Are you thinking of getting a dwarf pine tree for your garden? There are some amazing specimens that you might like to look at, but which are the best options?
Some of the best examples of dwarf pine trees that you can grow yourself are the Blue Weeping Colorado Spruce, the Pumila Norway Spruce, the Chalet Swiss Stone Pine, and the Dwarf Serbia Spruce. You might also like the Hinoki Cypress or the Dwarf Pencil Point Juniper.
There are many different dwarf pine trees that you can use to make your backyard look like a magical fairyland, so let’s explore some of the top options in more detail.
Top 15 Dwarf Pine Trees To Grow At Home
You aren’t short of choices when it comes to selecting a dwarf pine, and some are small enough to grow in pots and containers on your patio or balcony, while others may need to be in the garden. Most like to have plenty of light, so it’s not advisable to try growing them indoors, even if they are in a container.

* [Stated goal]
Transcribe the passage on dwarf pine trees above word for word, preserving every paragraph, heading, and punctuation mark unchanged.

* [Listed entries]
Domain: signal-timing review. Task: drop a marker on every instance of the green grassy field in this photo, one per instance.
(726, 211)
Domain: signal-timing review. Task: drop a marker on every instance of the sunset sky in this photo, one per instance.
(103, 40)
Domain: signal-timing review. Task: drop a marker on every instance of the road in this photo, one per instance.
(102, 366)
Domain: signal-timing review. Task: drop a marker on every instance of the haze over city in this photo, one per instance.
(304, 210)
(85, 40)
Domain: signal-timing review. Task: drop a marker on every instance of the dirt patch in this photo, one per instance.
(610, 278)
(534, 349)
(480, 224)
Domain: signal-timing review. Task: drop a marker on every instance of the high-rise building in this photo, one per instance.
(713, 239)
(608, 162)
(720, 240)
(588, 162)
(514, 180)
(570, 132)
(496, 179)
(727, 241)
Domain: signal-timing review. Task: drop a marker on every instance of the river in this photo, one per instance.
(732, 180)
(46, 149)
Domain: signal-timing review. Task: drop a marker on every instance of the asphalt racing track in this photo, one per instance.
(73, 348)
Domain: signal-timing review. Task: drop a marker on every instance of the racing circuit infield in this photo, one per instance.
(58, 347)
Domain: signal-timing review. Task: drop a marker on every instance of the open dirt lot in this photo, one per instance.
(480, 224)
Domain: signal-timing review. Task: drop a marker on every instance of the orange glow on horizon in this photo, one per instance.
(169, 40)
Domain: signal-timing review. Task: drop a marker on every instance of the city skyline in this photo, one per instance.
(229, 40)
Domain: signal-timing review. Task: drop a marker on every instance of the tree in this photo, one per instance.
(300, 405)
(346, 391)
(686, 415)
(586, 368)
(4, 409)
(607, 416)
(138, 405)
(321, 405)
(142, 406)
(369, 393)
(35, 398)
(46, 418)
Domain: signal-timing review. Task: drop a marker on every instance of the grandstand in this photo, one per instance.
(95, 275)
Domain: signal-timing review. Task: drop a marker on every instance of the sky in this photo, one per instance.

* [Response for this exercise]
Are you thinking of getting a dwarf pine tree for your garden? There are some amazing specimens that you might like to look at, but which are the best options?
Some of the best examples of dwarf pine trees that you can grow yourself are the Blue Weeping Colorado Spruce, the Pumila Norway Spruce, the Chalet Swiss Stone Pine, and the Dwarf Serbia Spruce. You might also like the Hinoki Cypress or the Dwarf Pencil Point Juniper.
There are many different dwarf pine trees that you can use to make your backyard look like a magical fairyland, so let’s explore some of the top options in more detail.
Top 15 Dwarf Pine Trees To Grow At Home
You aren’t short of choices when it comes to selecting a dwarf pine, and some are small enough to grow in pots and containers on your patio or balcony, while others may need to be in the garden. Most like to have plenty of light, so it’s not advisable to try growing them indoors, even if they are in a container.